**PROBLEMS:**
(A) Check each statement against the NSA and Google thread and answer yes or no, quoting the words of the thread that decide it. (i) Google encrypted its network links between data centers before the Snowden disclosures. (ii) NSLs and the PRISM program are described as relatively narrow in scope. (iii) The NSA had been requesting large amounts of data from Google since about 2007.
(B) In the NSA and Google thread, how did Google and other companies respond to the wiretapping of their data-center links?
(C) Carry on the NSA and Google thread, starting after its last sentence.

**GIVEN TEXT:**
# # #

Of course they can still use courts to get data directly from Google, but that way they can always only target individuals or small groups, not whole nations.

Got links?

For me, the whole takeaway of the Snowden leaks was that the NSA can legally force Google (or anyone) to hand over basically anything, am I mistaken? Articles like [1] seems to underline they are indeed working together.

[1] http://www.huffingtonpost.com/2014/05/06/nsa-google_n_527343...

The Snowden disclosures did not suggest that Internet companies like Google were coordinating with NSA. The disclosures suggested that NSA was wiretapping all traffic across the Internet, and then parsing it, storing it, and indexing it so as to be able to make sense of what traffic represented e.g. a Google web search, and then search that semantically later.

Because at the time Google did not use encryption in their network links between data centers, NSA was able to siphon up a whole lot of information that way - maybe more than just interaction between users and Google services, potentially as much as interaction between internal components of Google.

Anyway, Google and other companies responded by employing encryption in these links, and promoting the use of encryption across a number of other protocols. The Snowden disclosures were in my perspective a catalyst for Google's promotion of HTTPS in the Chrome browser, and TLS in Gmail, and probably Certificate Transparency. The fact that these initiatives such as encryption between data centers started after the disclosures suggests that they were a response from Google to thwart this kind of surveillance.

Google was requested large amounts of data by the NSA since ~2007 [1]. They were might or might not ordered to keep silent about it. They only started to address it as a reaction to the Snowden revelations. Additionally, there are letters such as linked above that show they are in fact very friendly with the NSA. One can argue they were caught red handed with little to nothing like an email here and there, but circumstantial evidence shows otherwise.

Personally I would go further, those multi billion dollar companies should have found a way to speak up if a contractor was able to, not just after the fact.

[1] https://en.wikipedia.org/wiki/PRISM_%28surveillance_program%...

If the NSA could force Google to hand over anything, why were there Snowden slides showing that the NSA was secretly tapping Google's internal networks?


>If the NSA could force Google to hand over anything, why were there Snowden slides showing that the NSA was secretly tapping Google's internal networks?

First, they can force Google to hand over anything. NSLs and the PRISM program are evidence of this, and both are relatively narrow in scope. However, each time the feds compel a top-tier tech corporation like Google to cooperate, the entire thing is scrutinized by lawyers on both sides, and risks drawing the ire of pissed off employees. There's probably many more potential Mark Kleins in Google than there are at a telecom like AT&T—the latter company's relationship with the NSA being best categorized as incestuous.

# # #

**INFORMATION PROVIDED:**
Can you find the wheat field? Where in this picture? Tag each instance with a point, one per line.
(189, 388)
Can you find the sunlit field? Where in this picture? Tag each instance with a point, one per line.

# # #

**PER-TASK OUTPUTS:**
(A)
(i) No: "Because at the time Google did not use encryption in their network links between data centers"
(ii) Yes: "NSLs and the PRISM program are evidence of this, and both are relatively narrow in scope."
(iii) Yes: "Google was requested large amounts of data by the NSA since ~2007"

(B) They employed encryption in those links and promoted the use of encryption across a number of other protocols.

(C)
That being the case, why conduct bulk data collection overtly when they can do it covertly? The aforementioned overt measures ensure prompt data access in the event of an emergency, and keep everyone thinking they're on the up and up. Meanwhile, the truly nasty stuff like domestic bulk collection is conducted behind the scenes.

The infiltration is especially striking because the NSA, under a separate program known as PRISM, has front-door access to Google and Yahoo user accounts through a court-approved process.

I don't know. Maybe it is easier than going to court all the time? Who knows?

Snowden didn't reveal anything even suggesting this "front door access". He's got some PowerPoint slides that say prism and some that have Google logo on them. All meaning of these materials has been supplied by internet conspiracy theorists.

An abusive, rapey relationship is not the same thing as being "in bed".

That link is anything but an abusive relationship. Still, I fail to see how silicone is a countermeasure to a court order.

When Google has its networks compromised and is routinely compelled to comply with NSLs, I'd say that counts as abusive.

The actual document - https://cloud.google.com/security/security-design/ - was linked previously.

It is interesting that they are doing some variant of trusted computing mostly because their homogeneity would allow Google to build a robust containment architecture with much more rigorous whitelisting and a robust SW distribution rules that go beyond what a measuring host and local SW bundle verification can do. So defense in depth.

We (skyport systems) do the same thing as a service for enterprises (we sell and operate cloud-managed trusted systems as a service) and I will say it's pretty hard to get people to think about depth and trustworthiness when the entire security industry has trained CIOs to believe that all they need to do is install some random agent on their VMs.

Good for Google.

"Before a decommissioned encrypted storage device can physically leave our custody, it is cleaned using a multi-step process that includes two independent verifications. Devices that do not pass this wiping procedure are physically destroyed (e.g. shredded) on-premise"

Why not just shred all decommissioned disks? Someone must be buying them for enough money that Google created a multi-step process for cleaning and verifying them. Presumably Google keeps disks in commission until they're no longer economic in their own operation.

So, does anyone know about the operation that makes profitable use of disks that are no longer economic for Google?

Probably because of the verification.

You can't really verify a shredding, the pile of shredded remains no-longer has a serial number. I assume the cleaning process cryptographically verifies the identify of the disk both before and after the wipe, making it impossible to sneak a drive out.

For those drives which fail the cleaning process, they probably have a complex process with multiple witnesses to ensure it actually gets shredded.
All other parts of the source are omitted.